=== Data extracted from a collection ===
- Opening Delimiter -

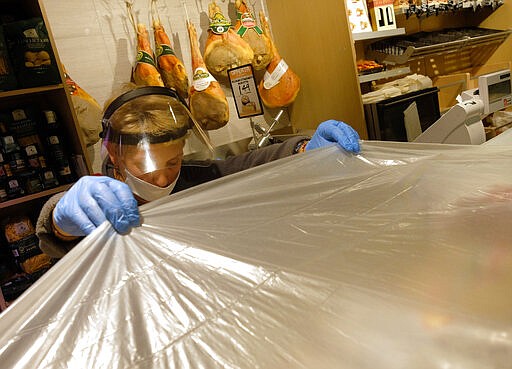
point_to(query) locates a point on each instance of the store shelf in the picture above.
(34, 196)
(433, 10)
(400, 50)
(33, 90)
(385, 74)
(361, 36)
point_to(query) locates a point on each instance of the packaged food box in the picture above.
(31, 53)
(7, 76)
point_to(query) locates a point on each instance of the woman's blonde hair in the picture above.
(153, 114)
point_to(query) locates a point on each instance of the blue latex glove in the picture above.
(91, 201)
(333, 131)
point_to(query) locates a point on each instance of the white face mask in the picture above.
(146, 190)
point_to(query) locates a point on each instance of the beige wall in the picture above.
(313, 38)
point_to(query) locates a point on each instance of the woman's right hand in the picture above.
(91, 201)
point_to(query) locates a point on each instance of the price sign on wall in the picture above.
(384, 14)
(245, 92)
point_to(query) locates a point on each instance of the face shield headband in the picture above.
(134, 94)
(144, 130)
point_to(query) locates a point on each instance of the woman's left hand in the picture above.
(333, 131)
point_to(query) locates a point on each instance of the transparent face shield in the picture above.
(144, 132)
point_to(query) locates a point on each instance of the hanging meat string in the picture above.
(145, 72)
(171, 68)
(224, 49)
(280, 85)
(247, 28)
(207, 100)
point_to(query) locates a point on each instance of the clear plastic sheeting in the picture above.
(399, 257)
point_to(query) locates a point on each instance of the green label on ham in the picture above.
(164, 50)
(144, 57)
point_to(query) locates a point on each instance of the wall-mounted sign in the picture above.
(384, 14)
(245, 92)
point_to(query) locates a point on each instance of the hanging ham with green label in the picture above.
(247, 28)
(280, 85)
(207, 100)
(145, 72)
(224, 49)
(172, 70)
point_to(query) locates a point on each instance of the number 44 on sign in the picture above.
(383, 14)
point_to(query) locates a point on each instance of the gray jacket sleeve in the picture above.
(254, 158)
(48, 242)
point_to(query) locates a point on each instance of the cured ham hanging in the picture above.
(145, 72)
(259, 42)
(280, 85)
(207, 100)
(171, 68)
(224, 49)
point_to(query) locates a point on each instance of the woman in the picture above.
(144, 133)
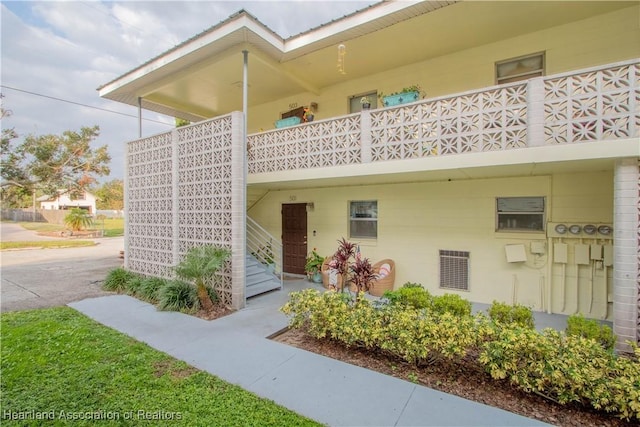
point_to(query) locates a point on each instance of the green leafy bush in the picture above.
(564, 368)
(133, 285)
(588, 328)
(506, 314)
(178, 295)
(149, 288)
(451, 303)
(409, 295)
(117, 280)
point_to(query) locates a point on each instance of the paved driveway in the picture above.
(37, 278)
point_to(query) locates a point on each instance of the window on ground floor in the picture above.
(454, 270)
(520, 214)
(363, 219)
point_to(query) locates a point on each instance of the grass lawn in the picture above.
(113, 227)
(47, 244)
(59, 364)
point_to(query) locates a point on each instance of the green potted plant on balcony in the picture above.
(407, 94)
(313, 266)
(365, 102)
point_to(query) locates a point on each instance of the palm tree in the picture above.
(200, 263)
(78, 219)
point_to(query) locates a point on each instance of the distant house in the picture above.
(66, 200)
(511, 174)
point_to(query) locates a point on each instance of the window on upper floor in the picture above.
(355, 106)
(520, 214)
(363, 219)
(521, 68)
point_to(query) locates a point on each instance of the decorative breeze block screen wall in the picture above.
(185, 188)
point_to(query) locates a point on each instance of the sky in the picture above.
(55, 54)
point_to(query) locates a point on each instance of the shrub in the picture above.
(133, 285)
(117, 280)
(178, 295)
(451, 303)
(149, 288)
(588, 328)
(564, 368)
(511, 314)
(409, 295)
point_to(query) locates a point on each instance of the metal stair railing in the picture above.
(265, 247)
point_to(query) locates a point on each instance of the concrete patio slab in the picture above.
(235, 348)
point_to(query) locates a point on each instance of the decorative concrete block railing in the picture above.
(186, 188)
(588, 105)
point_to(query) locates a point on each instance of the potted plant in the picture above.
(362, 275)
(313, 266)
(307, 115)
(407, 94)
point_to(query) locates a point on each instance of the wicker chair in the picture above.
(379, 286)
(324, 270)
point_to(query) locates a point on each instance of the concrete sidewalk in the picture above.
(334, 393)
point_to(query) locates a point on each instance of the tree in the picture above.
(50, 163)
(110, 195)
(13, 193)
(78, 219)
(200, 263)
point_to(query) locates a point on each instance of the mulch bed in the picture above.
(465, 379)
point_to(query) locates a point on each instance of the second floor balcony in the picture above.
(592, 105)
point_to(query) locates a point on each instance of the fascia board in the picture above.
(338, 27)
(243, 25)
(618, 149)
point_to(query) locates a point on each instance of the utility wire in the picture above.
(82, 105)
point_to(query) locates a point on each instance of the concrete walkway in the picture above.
(334, 393)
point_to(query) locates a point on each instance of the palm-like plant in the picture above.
(362, 275)
(78, 219)
(200, 263)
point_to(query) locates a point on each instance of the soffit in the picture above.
(203, 77)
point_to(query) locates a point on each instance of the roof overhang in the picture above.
(202, 77)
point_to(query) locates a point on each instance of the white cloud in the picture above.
(67, 49)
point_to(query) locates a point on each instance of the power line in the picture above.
(81, 104)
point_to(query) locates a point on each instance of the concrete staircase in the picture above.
(259, 278)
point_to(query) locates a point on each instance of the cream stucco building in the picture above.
(513, 176)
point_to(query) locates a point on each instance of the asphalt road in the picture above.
(38, 278)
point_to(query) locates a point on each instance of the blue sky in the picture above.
(67, 49)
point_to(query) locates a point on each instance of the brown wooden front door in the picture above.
(294, 237)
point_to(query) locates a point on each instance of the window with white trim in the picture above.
(520, 213)
(363, 219)
(454, 270)
(521, 68)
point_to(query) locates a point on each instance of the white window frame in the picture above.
(509, 210)
(525, 75)
(373, 218)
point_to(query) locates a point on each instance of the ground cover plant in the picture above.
(46, 244)
(58, 363)
(113, 227)
(436, 338)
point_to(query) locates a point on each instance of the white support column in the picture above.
(238, 211)
(365, 137)
(625, 247)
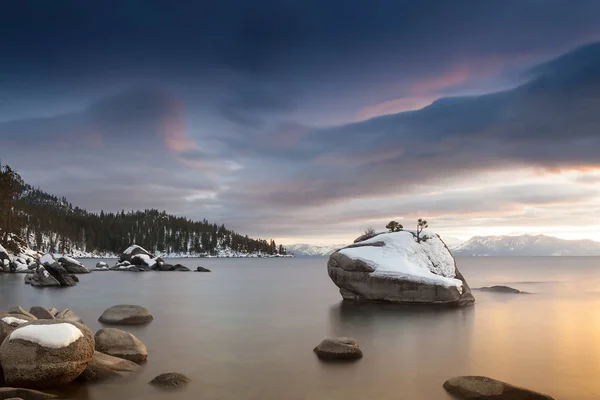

- Closing Delimiter -

=== Description of the task ===
Pictures must be left out of the answer, which should be exactly the lines from the one holding "walkway in the picture above." through the last line of the entries above, both included; please add nothing.

=== Answer to the problem ===
point_to(query) locates a point on each instance of the concrete walkway in the picture above.
(334, 393)
point_to(query) locates a point on each instance of the palm-like plant in the picture above.
(362, 275)
(78, 219)
(200, 263)
point_to(query) locates a point on each instance of the soffit in the picture above.
(203, 77)
point_to(query) locates a point on each instance of the roof overhang in the picture above.
(202, 77)
point_to(query) locates a point on each instance of the white cloud in the picture above.
(67, 49)
point_to(query) locates a point on each instance of the power line in the picture above.
(81, 104)
point_to(query) locates a point on each instance of the concrete staircase in the picture above.
(259, 278)
point_to(query) locates a point on each instance of the cream stucco building in the picture above.
(513, 176)
point_to(query) locates a point on each instance of the asphalt road in the picture above.
(38, 278)
point_to(query) locates a point on each instance of the blue sky in the picture above.
(67, 49)
point_to(query) locates a point on each instance of the brown wooden front door in the picture above.
(294, 237)
point_to(query) locates a point on each instance of the window with white trim in the picture above.
(520, 213)
(363, 219)
(454, 270)
(521, 68)
point_to(query) locates a point on each instance of the white window frame in the picture above.
(509, 210)
(525, 75)
(373, 218)
point_to(query) locates a point on each instance of the ground cover plant in the picture above.
(46, 244)
(58, 363)
(113, 227)
(436, 338)
point_to(query) locates a point on each instance of the white support column in the picture above.
(238, 211)
(365, 137)
(625, 247)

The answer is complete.